> _DIRECTIONS FOR THIS TASK_
All lines from the one with "Would you be able to mark the flower petal" to the end of the data: return those exactly, and only those.

(Dataset entries)
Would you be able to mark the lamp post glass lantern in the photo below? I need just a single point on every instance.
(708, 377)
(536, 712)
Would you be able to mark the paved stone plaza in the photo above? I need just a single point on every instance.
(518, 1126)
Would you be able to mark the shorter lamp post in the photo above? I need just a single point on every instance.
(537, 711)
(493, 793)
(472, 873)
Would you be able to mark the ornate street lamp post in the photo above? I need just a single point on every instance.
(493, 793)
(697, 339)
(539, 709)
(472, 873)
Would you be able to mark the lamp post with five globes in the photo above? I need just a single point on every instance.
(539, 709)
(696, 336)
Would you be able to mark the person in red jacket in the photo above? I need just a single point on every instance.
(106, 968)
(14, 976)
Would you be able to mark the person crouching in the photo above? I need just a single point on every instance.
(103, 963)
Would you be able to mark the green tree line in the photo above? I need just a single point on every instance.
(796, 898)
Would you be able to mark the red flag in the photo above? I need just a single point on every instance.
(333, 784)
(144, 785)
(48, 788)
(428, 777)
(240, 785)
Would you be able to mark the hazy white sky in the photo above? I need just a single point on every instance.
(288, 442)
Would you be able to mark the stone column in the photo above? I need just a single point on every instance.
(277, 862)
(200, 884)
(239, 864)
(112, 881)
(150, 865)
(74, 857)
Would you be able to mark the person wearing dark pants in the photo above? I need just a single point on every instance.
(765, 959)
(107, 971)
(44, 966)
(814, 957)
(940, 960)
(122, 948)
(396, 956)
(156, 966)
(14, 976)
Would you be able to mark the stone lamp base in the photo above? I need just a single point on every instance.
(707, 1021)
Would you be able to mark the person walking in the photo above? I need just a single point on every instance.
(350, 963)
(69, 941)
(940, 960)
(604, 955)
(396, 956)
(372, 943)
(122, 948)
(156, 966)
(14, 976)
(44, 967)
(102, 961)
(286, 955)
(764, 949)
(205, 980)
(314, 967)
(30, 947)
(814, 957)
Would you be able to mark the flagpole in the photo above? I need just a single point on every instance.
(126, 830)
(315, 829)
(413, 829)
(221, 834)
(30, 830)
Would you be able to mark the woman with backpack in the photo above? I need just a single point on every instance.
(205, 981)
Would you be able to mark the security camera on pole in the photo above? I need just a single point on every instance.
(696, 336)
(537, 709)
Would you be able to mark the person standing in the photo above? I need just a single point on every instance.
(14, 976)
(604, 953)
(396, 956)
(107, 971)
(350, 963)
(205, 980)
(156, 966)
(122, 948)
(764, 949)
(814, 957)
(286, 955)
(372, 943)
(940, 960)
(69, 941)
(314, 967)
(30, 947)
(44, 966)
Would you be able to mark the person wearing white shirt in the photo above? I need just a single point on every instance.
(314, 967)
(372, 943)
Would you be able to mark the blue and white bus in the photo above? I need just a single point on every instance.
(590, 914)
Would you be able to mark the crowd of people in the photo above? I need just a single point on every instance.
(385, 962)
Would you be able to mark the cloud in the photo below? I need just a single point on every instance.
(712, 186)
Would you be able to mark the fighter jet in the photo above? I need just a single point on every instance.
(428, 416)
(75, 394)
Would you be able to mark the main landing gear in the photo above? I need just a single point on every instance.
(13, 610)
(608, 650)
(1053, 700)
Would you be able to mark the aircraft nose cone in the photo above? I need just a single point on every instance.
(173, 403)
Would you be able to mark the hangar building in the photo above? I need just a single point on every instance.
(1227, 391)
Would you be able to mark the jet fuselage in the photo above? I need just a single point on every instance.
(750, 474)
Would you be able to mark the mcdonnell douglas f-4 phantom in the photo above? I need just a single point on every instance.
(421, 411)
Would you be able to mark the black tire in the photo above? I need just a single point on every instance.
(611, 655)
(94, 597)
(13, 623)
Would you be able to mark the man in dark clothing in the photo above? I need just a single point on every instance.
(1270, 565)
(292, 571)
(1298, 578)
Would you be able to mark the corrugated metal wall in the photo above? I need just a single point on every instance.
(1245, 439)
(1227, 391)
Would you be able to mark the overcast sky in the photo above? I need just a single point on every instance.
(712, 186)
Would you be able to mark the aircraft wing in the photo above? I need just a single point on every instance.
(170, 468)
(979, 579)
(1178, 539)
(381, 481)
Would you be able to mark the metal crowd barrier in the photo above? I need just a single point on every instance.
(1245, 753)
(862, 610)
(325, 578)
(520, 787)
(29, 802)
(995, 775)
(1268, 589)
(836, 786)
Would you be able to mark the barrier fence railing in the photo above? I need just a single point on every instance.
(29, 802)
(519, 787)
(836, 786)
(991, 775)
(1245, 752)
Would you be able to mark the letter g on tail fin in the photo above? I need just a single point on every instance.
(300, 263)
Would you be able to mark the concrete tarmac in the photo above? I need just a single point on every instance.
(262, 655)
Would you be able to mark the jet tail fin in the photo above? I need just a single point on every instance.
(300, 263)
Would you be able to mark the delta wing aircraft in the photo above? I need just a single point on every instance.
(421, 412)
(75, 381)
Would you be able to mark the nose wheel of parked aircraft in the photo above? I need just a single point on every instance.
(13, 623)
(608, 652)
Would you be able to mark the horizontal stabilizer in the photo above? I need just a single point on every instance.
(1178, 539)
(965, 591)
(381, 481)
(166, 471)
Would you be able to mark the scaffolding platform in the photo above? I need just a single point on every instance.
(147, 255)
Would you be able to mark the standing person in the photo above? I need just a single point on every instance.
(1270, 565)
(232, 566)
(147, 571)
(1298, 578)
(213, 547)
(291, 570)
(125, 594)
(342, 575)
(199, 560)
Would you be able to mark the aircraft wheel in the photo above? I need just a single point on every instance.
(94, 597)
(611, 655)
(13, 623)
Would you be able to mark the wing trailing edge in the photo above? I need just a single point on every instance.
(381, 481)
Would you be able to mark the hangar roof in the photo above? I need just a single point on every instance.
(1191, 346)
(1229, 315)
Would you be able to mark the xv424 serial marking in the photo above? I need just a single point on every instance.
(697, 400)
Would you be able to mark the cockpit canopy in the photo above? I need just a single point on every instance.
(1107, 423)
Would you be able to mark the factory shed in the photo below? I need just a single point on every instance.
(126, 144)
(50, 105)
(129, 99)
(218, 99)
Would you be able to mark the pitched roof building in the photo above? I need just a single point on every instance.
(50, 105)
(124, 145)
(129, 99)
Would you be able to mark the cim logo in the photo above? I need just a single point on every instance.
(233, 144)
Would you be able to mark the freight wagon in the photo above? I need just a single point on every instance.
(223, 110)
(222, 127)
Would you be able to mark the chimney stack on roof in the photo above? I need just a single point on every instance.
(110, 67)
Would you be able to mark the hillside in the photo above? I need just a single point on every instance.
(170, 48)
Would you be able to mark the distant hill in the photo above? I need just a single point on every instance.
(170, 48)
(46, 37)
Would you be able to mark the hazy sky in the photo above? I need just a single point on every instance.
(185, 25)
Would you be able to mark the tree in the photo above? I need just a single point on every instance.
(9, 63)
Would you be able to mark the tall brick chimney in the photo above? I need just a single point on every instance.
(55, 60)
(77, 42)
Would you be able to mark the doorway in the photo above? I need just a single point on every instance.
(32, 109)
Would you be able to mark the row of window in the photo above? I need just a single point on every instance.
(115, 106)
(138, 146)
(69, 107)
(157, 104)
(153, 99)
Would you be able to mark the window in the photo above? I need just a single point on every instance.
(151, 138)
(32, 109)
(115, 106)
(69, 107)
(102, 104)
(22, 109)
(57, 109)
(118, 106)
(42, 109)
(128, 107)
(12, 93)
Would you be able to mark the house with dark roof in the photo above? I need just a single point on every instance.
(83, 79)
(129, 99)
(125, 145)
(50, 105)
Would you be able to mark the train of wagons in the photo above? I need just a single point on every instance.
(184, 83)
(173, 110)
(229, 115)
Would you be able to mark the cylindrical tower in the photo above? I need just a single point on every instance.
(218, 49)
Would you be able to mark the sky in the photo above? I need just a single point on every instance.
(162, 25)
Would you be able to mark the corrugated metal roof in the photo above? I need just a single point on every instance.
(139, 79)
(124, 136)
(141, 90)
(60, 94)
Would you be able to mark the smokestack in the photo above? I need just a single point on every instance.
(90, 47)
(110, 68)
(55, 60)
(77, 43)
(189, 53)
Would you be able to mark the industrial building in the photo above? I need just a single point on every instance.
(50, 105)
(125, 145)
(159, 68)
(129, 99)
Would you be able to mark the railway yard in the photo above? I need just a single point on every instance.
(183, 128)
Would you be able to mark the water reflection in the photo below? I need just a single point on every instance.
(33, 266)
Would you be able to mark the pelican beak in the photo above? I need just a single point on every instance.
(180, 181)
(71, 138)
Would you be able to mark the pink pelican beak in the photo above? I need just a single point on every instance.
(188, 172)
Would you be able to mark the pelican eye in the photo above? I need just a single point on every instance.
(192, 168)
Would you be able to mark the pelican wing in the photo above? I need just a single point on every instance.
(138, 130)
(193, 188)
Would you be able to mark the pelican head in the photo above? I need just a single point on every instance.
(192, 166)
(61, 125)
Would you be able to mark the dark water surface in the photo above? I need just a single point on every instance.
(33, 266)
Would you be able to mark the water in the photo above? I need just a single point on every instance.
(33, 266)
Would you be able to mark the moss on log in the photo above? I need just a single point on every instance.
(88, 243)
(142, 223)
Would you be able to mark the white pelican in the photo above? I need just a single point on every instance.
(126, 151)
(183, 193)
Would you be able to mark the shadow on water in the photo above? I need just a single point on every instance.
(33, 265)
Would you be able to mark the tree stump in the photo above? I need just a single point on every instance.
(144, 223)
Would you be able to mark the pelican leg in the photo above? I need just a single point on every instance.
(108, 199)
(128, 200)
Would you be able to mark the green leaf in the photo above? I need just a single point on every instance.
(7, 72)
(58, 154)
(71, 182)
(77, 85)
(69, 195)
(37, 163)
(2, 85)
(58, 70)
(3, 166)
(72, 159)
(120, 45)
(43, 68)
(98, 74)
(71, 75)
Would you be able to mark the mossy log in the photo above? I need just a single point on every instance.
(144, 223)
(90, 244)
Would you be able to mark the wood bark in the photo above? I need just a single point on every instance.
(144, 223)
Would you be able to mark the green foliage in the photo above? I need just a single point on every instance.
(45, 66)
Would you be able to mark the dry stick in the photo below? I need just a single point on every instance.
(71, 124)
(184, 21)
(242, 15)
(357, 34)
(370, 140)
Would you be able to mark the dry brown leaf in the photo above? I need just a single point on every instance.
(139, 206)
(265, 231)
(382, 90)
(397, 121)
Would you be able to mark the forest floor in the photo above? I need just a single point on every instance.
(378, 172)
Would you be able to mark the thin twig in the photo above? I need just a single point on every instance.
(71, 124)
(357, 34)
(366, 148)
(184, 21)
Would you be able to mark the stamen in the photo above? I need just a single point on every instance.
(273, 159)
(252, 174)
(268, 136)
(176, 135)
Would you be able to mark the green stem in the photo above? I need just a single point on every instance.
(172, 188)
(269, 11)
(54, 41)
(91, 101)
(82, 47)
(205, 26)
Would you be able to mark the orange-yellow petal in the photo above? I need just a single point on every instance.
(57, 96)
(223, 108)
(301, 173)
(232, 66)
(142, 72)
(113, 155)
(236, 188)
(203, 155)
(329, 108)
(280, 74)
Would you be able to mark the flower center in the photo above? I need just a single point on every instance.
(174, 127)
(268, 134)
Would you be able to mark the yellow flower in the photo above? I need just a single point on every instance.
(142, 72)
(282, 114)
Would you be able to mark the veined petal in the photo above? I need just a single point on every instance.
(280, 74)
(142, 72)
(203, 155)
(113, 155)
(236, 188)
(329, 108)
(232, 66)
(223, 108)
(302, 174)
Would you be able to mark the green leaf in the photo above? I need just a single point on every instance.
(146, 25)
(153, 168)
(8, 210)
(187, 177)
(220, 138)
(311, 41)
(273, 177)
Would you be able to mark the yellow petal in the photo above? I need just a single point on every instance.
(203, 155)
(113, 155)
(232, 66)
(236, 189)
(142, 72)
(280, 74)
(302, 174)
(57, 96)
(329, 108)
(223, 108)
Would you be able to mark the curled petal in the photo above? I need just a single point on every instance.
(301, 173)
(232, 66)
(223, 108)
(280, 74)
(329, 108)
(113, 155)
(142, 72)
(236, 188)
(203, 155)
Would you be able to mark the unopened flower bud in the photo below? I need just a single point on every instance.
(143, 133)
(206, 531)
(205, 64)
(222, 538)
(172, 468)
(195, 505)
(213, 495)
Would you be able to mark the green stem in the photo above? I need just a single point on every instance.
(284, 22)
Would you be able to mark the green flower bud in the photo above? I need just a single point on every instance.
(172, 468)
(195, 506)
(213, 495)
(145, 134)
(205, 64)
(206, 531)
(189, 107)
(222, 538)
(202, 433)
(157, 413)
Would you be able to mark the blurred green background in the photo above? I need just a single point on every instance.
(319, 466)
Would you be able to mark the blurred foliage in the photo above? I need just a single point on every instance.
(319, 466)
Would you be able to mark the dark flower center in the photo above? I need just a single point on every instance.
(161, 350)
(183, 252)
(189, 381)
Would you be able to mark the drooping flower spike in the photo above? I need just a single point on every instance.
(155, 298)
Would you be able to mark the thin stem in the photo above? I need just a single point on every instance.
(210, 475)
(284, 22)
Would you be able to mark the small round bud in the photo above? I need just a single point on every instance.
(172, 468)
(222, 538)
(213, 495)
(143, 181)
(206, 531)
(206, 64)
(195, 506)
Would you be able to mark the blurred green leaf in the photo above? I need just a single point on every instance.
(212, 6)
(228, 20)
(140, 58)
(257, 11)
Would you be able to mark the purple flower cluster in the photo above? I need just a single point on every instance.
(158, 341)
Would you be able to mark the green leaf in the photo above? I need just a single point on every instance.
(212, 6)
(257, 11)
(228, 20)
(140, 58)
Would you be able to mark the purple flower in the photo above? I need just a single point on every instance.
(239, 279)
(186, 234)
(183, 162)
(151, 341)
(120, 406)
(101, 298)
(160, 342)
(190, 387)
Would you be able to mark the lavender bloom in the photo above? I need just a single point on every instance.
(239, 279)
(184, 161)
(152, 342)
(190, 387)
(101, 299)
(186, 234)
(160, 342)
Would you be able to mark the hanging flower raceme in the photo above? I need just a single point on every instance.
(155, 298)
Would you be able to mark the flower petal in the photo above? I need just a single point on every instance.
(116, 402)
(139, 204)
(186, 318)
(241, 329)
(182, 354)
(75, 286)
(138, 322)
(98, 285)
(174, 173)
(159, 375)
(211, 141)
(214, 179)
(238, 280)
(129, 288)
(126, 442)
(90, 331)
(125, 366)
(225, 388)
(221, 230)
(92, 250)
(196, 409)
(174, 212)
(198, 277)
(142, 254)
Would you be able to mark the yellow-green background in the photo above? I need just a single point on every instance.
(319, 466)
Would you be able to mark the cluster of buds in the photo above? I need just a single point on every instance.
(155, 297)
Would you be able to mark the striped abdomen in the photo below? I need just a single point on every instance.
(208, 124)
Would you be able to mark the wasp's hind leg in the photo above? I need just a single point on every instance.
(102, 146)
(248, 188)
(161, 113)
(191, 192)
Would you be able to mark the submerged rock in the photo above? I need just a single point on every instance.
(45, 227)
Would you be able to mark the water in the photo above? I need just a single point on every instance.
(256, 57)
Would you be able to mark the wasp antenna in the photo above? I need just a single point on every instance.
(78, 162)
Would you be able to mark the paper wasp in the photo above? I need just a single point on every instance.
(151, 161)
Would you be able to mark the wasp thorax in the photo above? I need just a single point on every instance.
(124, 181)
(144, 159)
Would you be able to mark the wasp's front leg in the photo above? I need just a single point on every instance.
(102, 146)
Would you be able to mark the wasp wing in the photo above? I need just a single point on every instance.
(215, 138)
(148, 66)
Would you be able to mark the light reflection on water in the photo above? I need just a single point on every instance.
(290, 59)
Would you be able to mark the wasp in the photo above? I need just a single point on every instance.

> _RESPONSE_
Would you be able to mark the flower petal in the photo above? I need just a single point on every instance.
(116, 402)
(139, 204)
(186, 318)
(241, 329)
(182, 354)
(75, 286)
(138, 322)
(98, 285)
(174, 173)
(159, 375)
(211, 141)
(214, 179)
(238, 280)
(129, 288)
(126, 442)
(90, 331)
(125, 366)
(225, 388)
(221, 230)
(92, 250)
(196, 409)
(174, 212)
(198, 277)
(142, 254)
Would you be able to mark the yellow-green background in the photo above? I need just a single point on every instance.
(319, 466)
Would you be able to mark the cluster of buds in the photo above? I need just a single point on every instance.
(155, 297)
Would you be able to mark the striped abdomen in the photo below? I need just a single point on every instance.
(208, 124)
Would you be able to mark the wasp's hind leg in the photo above? I need just a single point on every instance.
(102, 146)
(248, 188)
(161, 113)
(191, 192)
Would you be able to mark the submerged rock in the photo above? I need just a single point on every instance.
(45, 227)
Would you be able to mark the water in the photo above? I need just a single point on every instance.
(256, 57)
Would you be able to mark the wasp antenna in the photo above? I need just a single point on every instance.
(78, 162)
Would you be able to mark the paper wasp in the photo above? I need just a single point on every instance.
(151, 161)
Would you be able to mark the wasp thorax in the photo above? I need just a single point on every instance.
(124, 181)
(144, 159)
Would you be able to mark the wasp's front leg in the photo above? I need just a single point on every instance.
(102, 146)
Would you be able to mark the wasp wing in the photo above? I need just a single point on every instance.
(215, 138)
(148, 66)
Would you be able to mark the light reflection on water in the photo above? I need just a single point on every instance.
(290, 59)
Would you be able to mark the wasp in the photo above? I need just a single point on every instance.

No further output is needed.